What is being asked
Once you reach the line containing "the man's short" in the entries below, write out that line and each one after it down to the line containing "In this exercise you will mark every instance of the shadow", exactly and with nothing added.

START Provided data

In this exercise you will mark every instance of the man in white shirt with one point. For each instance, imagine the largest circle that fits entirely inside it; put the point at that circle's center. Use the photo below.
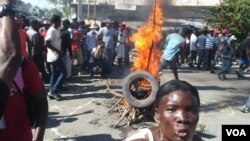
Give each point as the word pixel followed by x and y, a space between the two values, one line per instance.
pixel 193 48
pixel 54 57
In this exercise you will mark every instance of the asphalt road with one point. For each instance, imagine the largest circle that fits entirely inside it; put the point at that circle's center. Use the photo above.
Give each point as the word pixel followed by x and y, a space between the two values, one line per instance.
pixel 83 114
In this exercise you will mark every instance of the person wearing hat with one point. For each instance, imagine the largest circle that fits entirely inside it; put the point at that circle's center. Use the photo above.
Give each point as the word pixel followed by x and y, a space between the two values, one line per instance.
pixel 91 42
pixel 173 43
pixel 44 29
pixel 120 48
pixel 107 34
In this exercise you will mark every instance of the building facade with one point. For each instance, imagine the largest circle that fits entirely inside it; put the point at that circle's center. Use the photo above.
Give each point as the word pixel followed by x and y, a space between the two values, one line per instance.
pixel 176 12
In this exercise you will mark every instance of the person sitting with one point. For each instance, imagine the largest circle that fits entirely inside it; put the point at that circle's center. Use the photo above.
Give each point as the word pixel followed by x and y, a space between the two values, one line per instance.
pixel 99 59
pixel 177 110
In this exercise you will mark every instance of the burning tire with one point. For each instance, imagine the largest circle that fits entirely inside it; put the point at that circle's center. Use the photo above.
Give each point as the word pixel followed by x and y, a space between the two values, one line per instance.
pixel 140 89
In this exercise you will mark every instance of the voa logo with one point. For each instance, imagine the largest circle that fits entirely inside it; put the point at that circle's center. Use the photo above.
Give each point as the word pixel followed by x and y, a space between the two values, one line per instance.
pixel 236 132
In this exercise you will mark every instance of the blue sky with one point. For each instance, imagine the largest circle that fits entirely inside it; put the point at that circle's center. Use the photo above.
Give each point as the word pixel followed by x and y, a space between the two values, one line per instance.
pixel 40 3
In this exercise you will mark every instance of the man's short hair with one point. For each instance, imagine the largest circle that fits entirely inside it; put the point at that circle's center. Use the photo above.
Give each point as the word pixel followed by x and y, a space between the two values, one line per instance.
pixel 55 18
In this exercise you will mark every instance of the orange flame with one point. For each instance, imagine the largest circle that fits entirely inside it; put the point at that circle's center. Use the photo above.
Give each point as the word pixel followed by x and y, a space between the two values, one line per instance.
pixel 146 38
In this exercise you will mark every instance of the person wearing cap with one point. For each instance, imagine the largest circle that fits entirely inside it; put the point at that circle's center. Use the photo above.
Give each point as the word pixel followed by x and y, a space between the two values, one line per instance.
pixel 54 57
pixel 91 41
pixel 120 48
pixel 108 35
pixel 44 29
pixel 173 43
pixel 37 48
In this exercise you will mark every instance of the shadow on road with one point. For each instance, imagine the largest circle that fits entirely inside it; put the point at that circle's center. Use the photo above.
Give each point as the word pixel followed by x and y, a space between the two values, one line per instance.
pixel 229 103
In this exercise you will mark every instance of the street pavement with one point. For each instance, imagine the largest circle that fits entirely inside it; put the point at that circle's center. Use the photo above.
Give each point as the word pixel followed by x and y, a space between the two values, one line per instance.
pixel 83 114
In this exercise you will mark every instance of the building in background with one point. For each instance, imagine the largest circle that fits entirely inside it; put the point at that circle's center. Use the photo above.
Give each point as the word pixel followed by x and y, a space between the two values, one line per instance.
pixel 177 13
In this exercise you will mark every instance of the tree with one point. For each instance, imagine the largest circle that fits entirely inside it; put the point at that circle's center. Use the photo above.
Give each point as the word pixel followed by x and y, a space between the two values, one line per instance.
pixel 63 4
pixel 233 15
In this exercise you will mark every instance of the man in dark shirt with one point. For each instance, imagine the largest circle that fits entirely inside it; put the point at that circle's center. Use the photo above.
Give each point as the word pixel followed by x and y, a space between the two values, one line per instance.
pixel 10 54
pixel 245 56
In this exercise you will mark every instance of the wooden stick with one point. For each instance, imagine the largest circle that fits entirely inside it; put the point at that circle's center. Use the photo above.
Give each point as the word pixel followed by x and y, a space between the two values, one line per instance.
pixel 126 111
pixel 116 104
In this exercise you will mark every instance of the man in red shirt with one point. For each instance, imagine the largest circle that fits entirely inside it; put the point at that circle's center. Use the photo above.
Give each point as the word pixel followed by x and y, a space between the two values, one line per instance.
pixel 16 120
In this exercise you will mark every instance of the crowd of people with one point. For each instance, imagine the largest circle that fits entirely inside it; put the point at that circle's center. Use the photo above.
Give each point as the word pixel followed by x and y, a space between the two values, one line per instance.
pixel 45 50
pixel 206 48
pixel 61 48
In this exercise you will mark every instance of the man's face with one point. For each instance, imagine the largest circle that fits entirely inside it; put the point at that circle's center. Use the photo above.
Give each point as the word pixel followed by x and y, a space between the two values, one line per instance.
pixel 178 114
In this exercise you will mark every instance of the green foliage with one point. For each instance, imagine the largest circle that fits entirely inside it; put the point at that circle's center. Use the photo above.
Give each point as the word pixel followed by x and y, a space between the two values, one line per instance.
pixel 231 14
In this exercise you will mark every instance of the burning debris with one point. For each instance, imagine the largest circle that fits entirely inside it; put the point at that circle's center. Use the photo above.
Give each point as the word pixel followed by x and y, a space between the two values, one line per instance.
pixel 140 86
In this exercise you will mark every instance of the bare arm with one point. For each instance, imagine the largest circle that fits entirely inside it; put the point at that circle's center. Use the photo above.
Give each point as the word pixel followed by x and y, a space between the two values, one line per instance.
pixel 10 51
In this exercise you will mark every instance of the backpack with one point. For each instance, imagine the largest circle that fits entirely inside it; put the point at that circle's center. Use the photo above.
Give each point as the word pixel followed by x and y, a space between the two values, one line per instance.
pixel 29 103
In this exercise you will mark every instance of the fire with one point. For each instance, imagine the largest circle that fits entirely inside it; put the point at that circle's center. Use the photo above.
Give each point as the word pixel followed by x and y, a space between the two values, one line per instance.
pixel 146 40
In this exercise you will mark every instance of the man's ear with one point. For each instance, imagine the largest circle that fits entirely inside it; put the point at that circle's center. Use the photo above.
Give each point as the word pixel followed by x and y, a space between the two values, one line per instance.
pixel 157 115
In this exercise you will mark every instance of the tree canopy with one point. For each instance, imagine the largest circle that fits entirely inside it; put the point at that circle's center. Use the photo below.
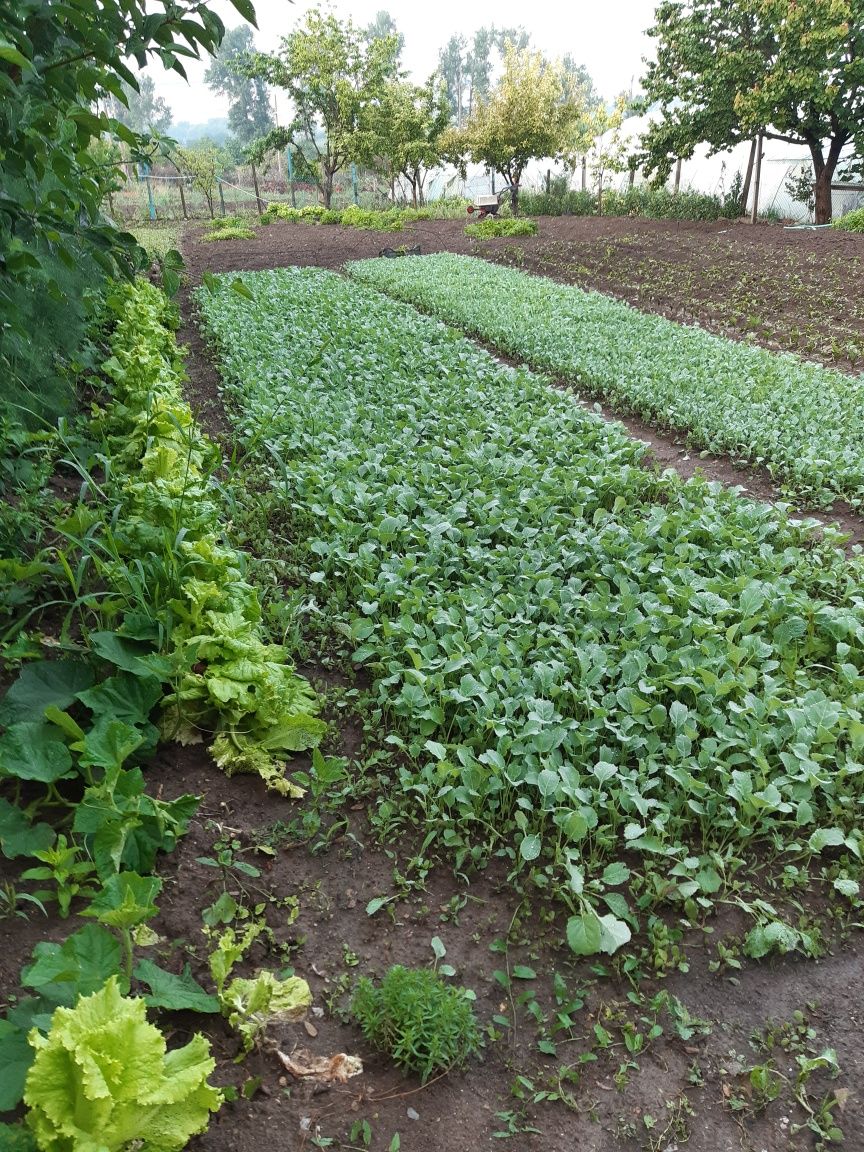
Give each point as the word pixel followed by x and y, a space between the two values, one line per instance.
pixel 334 76
pixel 60 65
pixel 467 69
pixel 406 129
pixel 142 110
pixel 727 69
pixel 249 111
pixel 533 112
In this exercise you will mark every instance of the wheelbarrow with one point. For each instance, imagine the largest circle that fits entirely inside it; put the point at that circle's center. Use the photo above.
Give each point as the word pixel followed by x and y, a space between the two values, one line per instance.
pixel 489 205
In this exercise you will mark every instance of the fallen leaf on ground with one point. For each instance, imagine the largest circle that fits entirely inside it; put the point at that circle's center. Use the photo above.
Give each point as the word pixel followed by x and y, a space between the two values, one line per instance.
pixel 305 1066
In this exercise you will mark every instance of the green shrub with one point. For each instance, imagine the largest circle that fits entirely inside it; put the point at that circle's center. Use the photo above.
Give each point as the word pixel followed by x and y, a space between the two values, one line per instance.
pixel 423 1023
pixel 853 221
pixel 233 233
pixel 492 227
pixel 222 222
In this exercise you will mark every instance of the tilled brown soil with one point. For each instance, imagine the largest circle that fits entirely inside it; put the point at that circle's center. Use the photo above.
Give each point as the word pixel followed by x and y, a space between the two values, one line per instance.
pixel 721 275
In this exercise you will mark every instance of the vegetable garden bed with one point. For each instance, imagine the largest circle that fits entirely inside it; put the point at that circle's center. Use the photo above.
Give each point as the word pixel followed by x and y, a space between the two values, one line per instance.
pixel 798 419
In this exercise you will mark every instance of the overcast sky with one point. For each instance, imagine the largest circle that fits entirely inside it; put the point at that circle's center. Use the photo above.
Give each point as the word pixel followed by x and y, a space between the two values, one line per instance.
pixel 607 37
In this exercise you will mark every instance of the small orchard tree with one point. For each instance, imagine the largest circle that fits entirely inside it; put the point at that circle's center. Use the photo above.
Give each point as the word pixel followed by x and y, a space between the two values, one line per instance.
pixel 203 163
pixel 727 69
pixel 249 112
pixel 404 133
pixel 529 115
pixel 608 151
pixel 333 75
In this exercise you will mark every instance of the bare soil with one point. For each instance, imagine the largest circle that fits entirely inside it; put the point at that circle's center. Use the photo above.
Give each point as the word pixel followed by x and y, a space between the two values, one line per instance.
pixel 800 292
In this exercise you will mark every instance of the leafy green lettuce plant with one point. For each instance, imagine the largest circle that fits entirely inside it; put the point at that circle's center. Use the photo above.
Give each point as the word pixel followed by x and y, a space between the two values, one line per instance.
pixel 228 681
pixel 103 1081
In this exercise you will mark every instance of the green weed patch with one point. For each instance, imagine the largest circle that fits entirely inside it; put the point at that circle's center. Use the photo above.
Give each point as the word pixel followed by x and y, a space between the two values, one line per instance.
pixel 492 227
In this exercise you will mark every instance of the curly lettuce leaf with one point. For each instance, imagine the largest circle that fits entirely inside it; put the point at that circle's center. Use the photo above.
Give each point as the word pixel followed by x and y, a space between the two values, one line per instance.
pixel 103 1080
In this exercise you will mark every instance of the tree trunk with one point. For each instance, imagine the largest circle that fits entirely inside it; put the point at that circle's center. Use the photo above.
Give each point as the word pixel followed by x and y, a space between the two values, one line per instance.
pixel 823 197
pixel 824 168
pixel 257 194
pixel 748 176
pixel 757 179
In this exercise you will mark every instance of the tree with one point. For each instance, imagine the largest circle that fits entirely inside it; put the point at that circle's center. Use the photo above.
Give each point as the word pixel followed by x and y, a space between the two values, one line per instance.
pixel 59 66
pixel 406 131
pixel 727 69
pixel 142 110
pixel 204 164
pixel 530 114
pixel 334 76
pixel 249 112
pixel 467 73
pixel 381 27
pixel 608 150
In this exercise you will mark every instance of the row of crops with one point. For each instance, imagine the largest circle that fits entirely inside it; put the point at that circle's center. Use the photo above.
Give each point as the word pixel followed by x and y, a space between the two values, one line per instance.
pixel 624 683
pixel 801 421
pixel 160 637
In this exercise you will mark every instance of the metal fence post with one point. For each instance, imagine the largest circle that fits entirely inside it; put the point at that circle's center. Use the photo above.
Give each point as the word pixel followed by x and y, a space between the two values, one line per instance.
pixel 151 205
pixel 290 177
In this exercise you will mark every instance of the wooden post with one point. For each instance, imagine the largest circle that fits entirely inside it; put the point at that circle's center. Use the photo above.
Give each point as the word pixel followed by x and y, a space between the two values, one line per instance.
pixel 757 180
pixel 257 194
pixel 290 177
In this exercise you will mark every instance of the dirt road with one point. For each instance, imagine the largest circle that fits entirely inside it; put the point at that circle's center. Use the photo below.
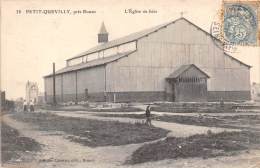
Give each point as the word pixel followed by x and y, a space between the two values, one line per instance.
pixel 62 153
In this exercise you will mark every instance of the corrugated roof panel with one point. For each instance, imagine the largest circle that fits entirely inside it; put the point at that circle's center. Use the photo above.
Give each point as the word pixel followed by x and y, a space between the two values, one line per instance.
pixel 93 63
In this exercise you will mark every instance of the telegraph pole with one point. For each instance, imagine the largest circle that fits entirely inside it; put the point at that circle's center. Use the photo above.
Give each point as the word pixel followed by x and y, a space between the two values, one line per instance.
pixel 54 90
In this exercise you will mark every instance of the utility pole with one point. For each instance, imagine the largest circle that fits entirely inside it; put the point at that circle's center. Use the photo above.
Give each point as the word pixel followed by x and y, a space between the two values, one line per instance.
pixel 54 90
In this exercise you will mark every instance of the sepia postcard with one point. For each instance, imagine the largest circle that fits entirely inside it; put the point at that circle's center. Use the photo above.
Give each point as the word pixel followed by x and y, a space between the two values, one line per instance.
pixel 130 84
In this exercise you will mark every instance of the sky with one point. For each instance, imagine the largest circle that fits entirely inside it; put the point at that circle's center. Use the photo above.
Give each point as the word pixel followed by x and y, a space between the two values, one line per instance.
pixel 30 43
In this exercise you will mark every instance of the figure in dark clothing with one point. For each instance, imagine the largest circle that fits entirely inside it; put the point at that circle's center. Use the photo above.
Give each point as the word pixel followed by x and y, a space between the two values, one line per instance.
pixel 31 106
pixel 148 115
pixel 24 106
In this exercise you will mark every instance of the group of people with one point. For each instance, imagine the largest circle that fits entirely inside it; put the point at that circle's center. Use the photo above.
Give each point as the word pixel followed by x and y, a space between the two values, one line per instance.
pixel 148 116
pixel 28 106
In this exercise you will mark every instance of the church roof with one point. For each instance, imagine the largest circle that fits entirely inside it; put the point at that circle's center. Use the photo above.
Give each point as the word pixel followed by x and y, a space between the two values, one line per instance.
pixel 103 29
pixel 137 35
pixel 91 64
pixel 183 69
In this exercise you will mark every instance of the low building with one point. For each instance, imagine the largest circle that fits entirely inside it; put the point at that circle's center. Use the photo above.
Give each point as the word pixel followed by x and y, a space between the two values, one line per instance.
pixel 175 61
pixel 255 92
pixel 31 92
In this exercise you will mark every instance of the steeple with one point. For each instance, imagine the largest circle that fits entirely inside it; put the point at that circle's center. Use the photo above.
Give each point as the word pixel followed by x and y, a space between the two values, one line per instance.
pixel 103 34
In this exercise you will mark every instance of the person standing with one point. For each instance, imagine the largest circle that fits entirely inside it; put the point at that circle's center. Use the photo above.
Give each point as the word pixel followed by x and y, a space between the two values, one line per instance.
pixel 24 105
pixel 31 106
pixel 148 115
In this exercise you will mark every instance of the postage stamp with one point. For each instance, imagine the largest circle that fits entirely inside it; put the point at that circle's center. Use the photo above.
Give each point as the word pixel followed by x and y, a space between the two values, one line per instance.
pixel 237 23
pixel 240 23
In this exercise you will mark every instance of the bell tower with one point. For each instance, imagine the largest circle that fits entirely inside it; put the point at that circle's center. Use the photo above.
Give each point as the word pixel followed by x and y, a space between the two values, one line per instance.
pixel 103 34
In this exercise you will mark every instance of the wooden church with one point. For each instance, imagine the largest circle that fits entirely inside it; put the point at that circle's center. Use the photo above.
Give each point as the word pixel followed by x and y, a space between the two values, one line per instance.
pixel 175 61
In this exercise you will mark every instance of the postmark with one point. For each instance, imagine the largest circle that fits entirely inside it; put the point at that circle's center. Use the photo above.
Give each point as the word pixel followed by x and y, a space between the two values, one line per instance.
pixel 236 24
pixel 240 24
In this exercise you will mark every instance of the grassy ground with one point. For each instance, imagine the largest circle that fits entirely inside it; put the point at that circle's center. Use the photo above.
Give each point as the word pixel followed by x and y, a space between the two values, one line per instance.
pixel 210 145
pixel 86 108
pixel 211 121
pixel 13 145
pixel 92 132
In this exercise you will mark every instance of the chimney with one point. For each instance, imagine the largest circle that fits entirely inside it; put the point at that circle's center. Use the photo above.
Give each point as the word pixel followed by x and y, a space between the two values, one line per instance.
pixel 103 34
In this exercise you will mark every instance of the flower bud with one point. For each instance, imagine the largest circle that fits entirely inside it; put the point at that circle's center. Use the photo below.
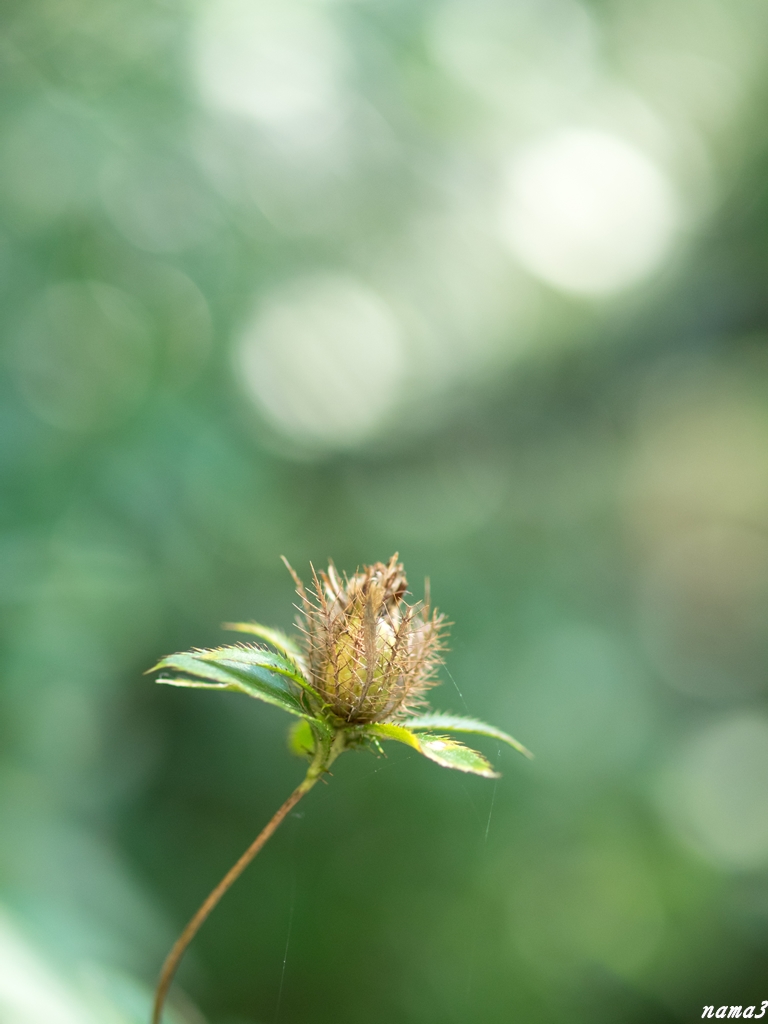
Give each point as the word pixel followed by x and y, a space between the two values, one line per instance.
pixel 370 655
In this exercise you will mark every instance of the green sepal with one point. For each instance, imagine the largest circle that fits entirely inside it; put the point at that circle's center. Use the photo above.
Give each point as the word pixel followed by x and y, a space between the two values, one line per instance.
pixel 443 751
pixel 280 640
pixel 455 723
pixel 253 680
pixel 301 739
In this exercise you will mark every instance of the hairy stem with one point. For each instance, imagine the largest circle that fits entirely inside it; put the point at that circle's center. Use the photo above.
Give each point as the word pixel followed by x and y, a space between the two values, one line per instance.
pixel 318 765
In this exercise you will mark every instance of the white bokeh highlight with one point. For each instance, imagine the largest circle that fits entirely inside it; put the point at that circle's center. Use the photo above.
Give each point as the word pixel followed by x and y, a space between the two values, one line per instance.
pixel 715 795
pixel 588 212
pixel 269 62
pixel 323 360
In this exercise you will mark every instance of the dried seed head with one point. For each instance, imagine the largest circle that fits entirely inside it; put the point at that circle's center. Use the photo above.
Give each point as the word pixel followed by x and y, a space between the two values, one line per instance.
pixel 370 655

END Provided data

Answer for this exercise
In this exercise you will mark every instance of the man's short hair with one point. For each instance, imagine the largest circle that fits entirely inside it; put the point at that circle's center. Use the photo above.
Give each point as the word pixel followed by x and y, a space between the two values, one line per instance.
pixel 55 18
In this exercise you will mark every instance of the orange flame with one point. For each instance, imagine the largest circle that fits entirely inside it; put the point at that circle's center. Use the photo above.
Give each point as the word pixel followed by x and y, a space between the two values, one line per instance.
pixel 146 38
In this exercise you will mark every instance of the person wearing cap with one point. For each instance, imagine the largest circle that fits entirely inside it; put the point at that circle's center. Use the photo above.
Give each point as the word pixel followed by x and y, a space between the two values, one line per instance.
pixel 54 57
pixel 91 41
pixel 120 48
pixel 108 35
pixel 44 29
pixel 173 43
pixel 37 48
In this exercise you will mark every instance of the shadow on road with one point. For each instance, imagine the largest circle that fits entirely inside it; put the point at that circle's center. Use the photo above.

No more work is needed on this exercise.